→ **KUTIPAN HALAMAN**:

Keliek "Doyok" Siswoyo (latar depan, kiri) |
- Baca juga artikel berkaitan, 35 tahun Doyok, di JURNAL BELLA juga
Telepon
saya berdering Jumat pagi, 3 Agustus, 2012 lalu. Dari seberang terdengar suara
teman saya Gunarso TS. Agak lama ia tidak berkata-kata.
“Lelayu (berita duka, pen). Sudah
dengar?” tanyanya dengan suara serak.
“Belum,
siapa?” tanya saya.
“Keliek
meninggal semalam,” ujarnya lagi, lebih pelan.
“Keliek
siapa?”
“Keliek
Siswoyo.”
“Innalillahi
waina illaihi rojiun,” jawab saya sambil tertegun tak mengira sama sekali rekan
kartunis pencipta tokoh Doyok di SKH Pos
Kota itu berpulang. Gunarso TS, “orang serius” yang gemar berhumor itu
lantas terisak, “Padahal semalam jam sepuluh saya masih bercanda, lewat hape
dengan aku.”

→ **CUPLIKAN DAFTAR**:
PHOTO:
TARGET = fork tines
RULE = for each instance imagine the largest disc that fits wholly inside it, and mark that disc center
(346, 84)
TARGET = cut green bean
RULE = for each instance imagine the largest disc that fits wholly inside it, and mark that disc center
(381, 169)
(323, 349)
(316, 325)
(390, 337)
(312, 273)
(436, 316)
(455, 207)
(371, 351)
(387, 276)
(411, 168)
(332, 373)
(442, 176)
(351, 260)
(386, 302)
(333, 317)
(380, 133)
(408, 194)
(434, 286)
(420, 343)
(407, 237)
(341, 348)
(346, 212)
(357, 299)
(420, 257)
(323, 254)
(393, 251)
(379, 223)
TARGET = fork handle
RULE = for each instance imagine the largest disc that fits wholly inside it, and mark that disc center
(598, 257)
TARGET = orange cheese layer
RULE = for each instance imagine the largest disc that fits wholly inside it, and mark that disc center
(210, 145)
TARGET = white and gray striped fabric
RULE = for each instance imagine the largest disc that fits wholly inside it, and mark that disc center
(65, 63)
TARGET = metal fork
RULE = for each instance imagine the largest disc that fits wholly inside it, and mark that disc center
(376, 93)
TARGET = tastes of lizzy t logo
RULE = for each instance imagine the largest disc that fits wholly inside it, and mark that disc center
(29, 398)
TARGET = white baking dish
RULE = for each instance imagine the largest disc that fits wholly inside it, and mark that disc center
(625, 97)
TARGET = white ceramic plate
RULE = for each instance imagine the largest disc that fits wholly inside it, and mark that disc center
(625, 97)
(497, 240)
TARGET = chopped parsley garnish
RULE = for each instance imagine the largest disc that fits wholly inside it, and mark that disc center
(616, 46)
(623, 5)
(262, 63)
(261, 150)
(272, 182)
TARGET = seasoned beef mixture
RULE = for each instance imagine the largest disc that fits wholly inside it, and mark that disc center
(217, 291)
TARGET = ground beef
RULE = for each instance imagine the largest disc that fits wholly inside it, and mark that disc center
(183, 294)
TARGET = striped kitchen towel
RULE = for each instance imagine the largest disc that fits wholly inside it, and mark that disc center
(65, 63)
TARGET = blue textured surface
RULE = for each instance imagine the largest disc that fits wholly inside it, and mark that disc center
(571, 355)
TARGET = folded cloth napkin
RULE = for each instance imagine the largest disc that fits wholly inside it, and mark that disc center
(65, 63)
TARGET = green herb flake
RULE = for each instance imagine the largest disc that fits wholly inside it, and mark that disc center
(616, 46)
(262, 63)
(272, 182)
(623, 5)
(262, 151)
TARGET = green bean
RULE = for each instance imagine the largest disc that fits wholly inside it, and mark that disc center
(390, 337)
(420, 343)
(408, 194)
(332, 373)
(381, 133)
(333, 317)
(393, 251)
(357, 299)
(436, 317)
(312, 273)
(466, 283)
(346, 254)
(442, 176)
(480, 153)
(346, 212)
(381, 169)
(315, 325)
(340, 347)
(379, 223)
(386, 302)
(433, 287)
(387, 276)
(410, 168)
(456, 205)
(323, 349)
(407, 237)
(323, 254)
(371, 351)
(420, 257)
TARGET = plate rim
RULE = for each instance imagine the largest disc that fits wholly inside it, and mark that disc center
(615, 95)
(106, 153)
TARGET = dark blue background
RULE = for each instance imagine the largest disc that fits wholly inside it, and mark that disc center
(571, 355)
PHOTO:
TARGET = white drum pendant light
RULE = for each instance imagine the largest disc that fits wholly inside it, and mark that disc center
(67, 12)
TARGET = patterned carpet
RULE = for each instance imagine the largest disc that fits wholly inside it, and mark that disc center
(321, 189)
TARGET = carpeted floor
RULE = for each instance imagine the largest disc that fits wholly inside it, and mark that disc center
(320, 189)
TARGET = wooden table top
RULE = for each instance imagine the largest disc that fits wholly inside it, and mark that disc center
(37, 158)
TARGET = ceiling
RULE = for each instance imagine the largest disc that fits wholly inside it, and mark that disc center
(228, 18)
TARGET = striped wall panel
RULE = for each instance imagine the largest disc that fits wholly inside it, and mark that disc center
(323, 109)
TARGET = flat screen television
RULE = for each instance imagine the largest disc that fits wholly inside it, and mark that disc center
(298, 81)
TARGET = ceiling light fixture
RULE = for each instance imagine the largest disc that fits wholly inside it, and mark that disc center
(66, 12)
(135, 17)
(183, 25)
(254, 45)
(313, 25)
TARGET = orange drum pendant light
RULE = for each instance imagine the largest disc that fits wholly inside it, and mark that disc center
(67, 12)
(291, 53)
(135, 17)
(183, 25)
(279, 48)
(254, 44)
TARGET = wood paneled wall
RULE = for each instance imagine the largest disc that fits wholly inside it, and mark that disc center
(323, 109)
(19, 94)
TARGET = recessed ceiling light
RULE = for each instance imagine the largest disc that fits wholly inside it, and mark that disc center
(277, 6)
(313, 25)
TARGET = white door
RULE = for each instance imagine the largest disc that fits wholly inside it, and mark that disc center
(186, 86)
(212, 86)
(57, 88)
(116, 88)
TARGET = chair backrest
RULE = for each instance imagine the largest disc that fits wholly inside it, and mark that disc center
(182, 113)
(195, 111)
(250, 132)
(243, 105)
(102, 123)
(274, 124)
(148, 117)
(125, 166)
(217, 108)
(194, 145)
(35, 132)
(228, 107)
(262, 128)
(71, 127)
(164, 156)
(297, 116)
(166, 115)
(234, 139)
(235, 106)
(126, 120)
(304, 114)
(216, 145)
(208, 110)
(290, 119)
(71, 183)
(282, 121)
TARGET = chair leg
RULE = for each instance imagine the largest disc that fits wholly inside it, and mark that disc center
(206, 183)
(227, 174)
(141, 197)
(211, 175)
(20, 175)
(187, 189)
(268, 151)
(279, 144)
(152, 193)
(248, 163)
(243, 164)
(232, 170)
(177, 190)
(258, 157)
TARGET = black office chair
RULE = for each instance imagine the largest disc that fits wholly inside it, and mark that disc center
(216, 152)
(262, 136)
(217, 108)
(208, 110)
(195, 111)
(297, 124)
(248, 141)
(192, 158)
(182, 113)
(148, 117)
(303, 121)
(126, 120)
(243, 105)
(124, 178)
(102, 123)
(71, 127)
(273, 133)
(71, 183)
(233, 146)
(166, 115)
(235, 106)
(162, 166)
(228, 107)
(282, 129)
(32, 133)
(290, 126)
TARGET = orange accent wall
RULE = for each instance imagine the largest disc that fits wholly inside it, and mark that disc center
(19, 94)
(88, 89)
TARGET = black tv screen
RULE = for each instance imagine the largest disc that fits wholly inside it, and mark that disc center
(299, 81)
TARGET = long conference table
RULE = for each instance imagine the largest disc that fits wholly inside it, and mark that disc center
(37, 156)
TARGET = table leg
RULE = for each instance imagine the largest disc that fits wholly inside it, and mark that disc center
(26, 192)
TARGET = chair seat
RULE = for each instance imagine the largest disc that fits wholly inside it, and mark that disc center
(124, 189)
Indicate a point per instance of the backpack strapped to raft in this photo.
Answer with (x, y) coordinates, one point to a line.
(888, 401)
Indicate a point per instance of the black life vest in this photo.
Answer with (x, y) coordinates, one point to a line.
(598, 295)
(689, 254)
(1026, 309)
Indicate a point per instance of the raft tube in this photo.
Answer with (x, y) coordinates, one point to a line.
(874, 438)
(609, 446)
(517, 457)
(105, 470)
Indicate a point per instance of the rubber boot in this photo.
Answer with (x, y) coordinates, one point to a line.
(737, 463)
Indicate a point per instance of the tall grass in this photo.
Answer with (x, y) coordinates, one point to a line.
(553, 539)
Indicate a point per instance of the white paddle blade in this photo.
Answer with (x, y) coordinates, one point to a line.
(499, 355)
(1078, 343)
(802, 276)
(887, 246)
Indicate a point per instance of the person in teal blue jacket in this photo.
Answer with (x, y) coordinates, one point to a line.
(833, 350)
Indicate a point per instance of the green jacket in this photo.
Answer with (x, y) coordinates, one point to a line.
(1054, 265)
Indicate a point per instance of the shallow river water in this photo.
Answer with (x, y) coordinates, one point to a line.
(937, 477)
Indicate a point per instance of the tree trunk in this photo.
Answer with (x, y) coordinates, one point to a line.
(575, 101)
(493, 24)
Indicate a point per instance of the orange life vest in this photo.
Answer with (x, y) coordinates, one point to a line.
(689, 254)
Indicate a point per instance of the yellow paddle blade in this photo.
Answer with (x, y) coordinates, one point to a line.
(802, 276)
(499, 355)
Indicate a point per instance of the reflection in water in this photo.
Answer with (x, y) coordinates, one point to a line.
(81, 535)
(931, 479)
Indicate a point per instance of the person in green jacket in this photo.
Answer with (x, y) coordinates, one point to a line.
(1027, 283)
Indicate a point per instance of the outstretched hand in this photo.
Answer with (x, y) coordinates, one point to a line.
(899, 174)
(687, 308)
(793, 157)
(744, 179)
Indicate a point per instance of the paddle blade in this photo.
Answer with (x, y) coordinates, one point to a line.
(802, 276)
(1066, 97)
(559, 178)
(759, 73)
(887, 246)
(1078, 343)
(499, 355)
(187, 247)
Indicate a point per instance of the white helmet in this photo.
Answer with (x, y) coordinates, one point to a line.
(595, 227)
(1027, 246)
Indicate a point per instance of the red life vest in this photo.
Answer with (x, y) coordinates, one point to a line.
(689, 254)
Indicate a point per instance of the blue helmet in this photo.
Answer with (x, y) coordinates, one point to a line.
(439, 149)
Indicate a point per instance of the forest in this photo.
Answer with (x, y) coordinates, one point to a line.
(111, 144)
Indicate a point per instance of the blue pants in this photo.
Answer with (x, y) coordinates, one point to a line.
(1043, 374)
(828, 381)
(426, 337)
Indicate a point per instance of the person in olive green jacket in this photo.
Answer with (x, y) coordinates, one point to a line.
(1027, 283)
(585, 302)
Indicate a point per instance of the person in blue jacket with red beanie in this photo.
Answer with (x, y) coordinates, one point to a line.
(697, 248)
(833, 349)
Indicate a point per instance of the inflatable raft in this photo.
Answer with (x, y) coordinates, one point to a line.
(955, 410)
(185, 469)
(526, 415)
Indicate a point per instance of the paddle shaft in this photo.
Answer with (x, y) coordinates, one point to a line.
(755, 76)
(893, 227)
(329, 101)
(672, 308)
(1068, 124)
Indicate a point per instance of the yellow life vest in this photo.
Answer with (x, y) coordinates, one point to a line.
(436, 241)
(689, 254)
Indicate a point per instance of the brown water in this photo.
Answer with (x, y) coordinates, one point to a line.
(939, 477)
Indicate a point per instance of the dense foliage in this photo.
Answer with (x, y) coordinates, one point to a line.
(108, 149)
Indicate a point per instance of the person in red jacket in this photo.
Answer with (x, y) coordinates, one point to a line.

→ **TUGAS YANG DIKERJAKAN**:
Jawablah tiga pertanyaan berikut berdasarkan kutipan tentang wafatnya Keliek Siswoyo.
1. Pada hari dan tanggal berapa telepon penulis berdering?
2. Tokoh apa yang diciptakan Keliek Siswoyo?
3. Di surat kabar apa tokoh ciptaan Keliek Siswoyo itu muncul?
Daftar di atas tidak diperlukan di sini.

→ **JAWABAN LENGKAP**:
1. Jumat pagi, 3 Agustus 2012.
2. Doyok.
3. SKH Pos Kota.